(Records shown Opens)

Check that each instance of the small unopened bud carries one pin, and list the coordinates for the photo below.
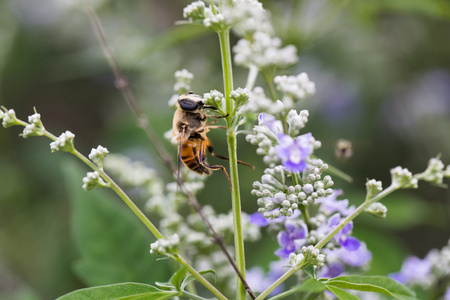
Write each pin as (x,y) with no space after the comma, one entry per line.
(377,209)
(93,180)
(63,143)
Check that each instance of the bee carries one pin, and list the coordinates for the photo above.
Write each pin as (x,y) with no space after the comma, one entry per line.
(189,130)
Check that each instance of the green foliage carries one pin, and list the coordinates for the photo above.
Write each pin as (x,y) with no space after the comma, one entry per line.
(129,291)
(341,294)
(114,245)
(179,280)
(377,284)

(Records shown Closes)

■ **What is expected**
The result should be all the records, retyped exactly, with no pictures among them.

■ **Solution to this task**
Check that each instance of the small unopened bud carries one pin, and list the coordinates for the photo below.
Write each pin as (x,y) with no space after the comma, one entry per line.
(377,209)
(93,180)
(63,143)
Check that each instance of the bee carries one pin, and list the coordinates for the photo above.
Write each pin as (x,y) with no space after the comma, one entry per line.
(189,130)
Check that each instance of the green foliage carries one pin, and list the coordinates for the photo above.
Write each pin as (x,y) with no space after the comma, one entry per line.
(129,291)
(341,294)
(114,245)
(179,280)
(377,284)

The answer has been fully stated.